- What is required:
Only the text belongs in the copy: repeat each record exactly, without pictures.

- Provided information:
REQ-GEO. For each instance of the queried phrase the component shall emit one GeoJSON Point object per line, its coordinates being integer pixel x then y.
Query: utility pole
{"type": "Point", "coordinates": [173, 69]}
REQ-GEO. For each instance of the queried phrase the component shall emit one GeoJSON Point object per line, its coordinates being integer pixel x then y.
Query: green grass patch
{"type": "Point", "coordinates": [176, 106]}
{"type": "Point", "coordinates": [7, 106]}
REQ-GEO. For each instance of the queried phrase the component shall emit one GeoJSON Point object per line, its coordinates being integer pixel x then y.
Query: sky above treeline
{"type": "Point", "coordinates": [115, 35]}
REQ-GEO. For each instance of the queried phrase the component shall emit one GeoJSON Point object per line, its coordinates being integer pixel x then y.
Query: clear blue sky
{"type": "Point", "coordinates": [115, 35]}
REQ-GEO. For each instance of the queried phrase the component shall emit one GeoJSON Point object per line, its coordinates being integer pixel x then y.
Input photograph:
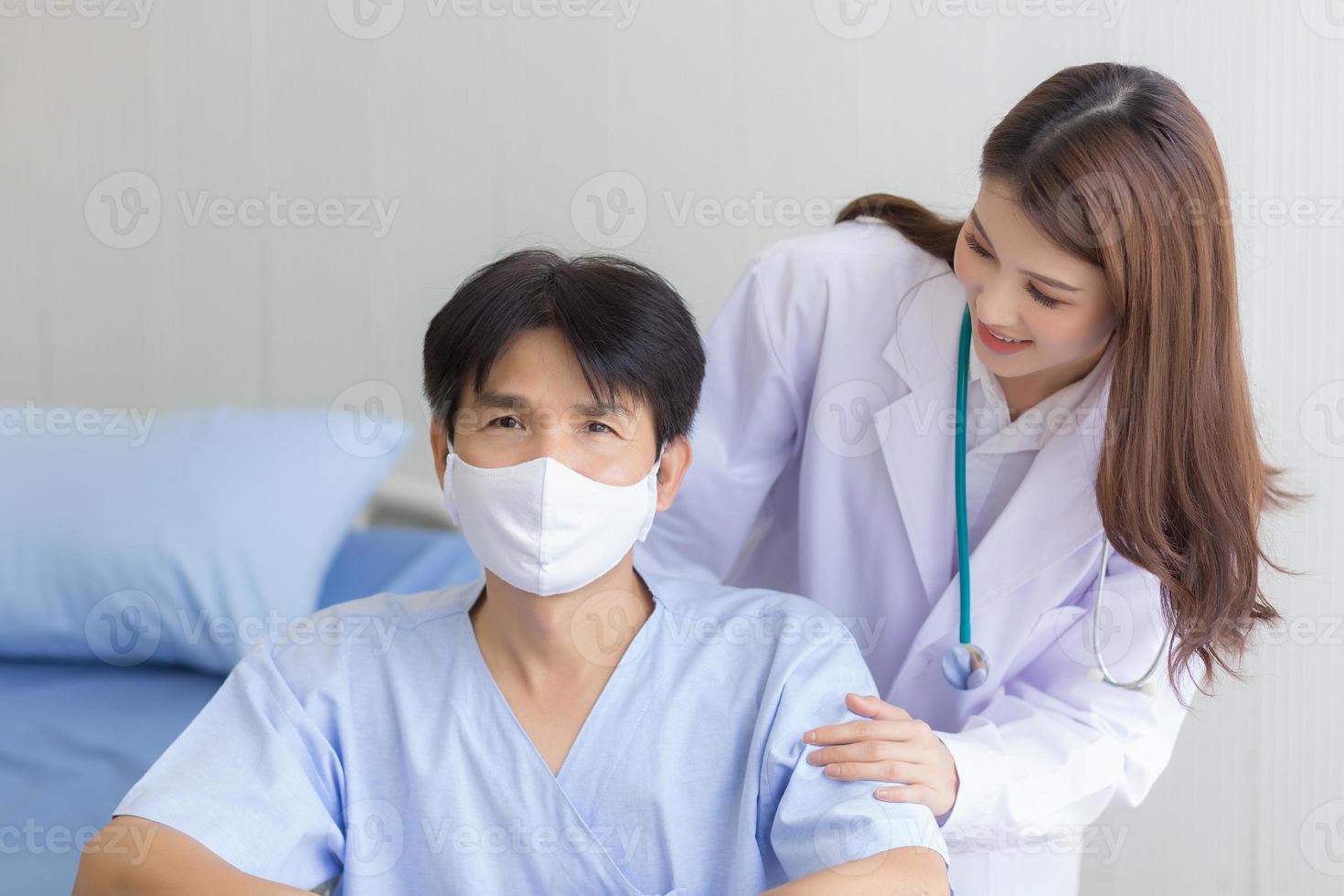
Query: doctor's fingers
{"type": "Point", "coordinates": [875, 752]}
{"type": "Point", "coordinates": [848, 732]}
{"type": "Point", "coordinates": [887, 770]}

- Task response:
REQ-GEO. For each instance of the queried phrase the component shall emit one GeoJSON Point object per line, its coordinates being integer pixel x then y.
Query: utility pole
{"type": "Point", "coordinates": [173, 69]}
REQ-GEO. For each instance of the queried phrase the component shall emit one GeoJSON Point object per line, its coordinates being integer pixel x then y.
Query: green grass patch
{"type": "Point", "coordinates": [176, 106]}
{"type": "Point", "coordinates": [7, 106]}
REQ-GEO. For each instance of the queried phrase the component shall emit one GeoJSON Point object per line, its coordinates being integer pixel x then y.
Query: sky above treeline
{"type": "Point", "coordinates": [115, 35]}
REQ-GEO. For each instance of the queried phrase the component shall emit one GeoJSON Point object per line, its coordinates being integer pixel x then y.
Query: clear blue sky
{"type": "Point", "coordinates": [115, 35]}
REQ-GEO. For each instance of the queried phrase the component shall emit one GeoJSON Point object per line, its coordinates being integer pixel x then y.
Input photograph:
Query: doctor's fingers
{"type": "Point", "coordinates": [875, 752]}
{"type": "Point", "coordinates": [848, 732]}
{"type": "Point", "coordinates": [887, 770]}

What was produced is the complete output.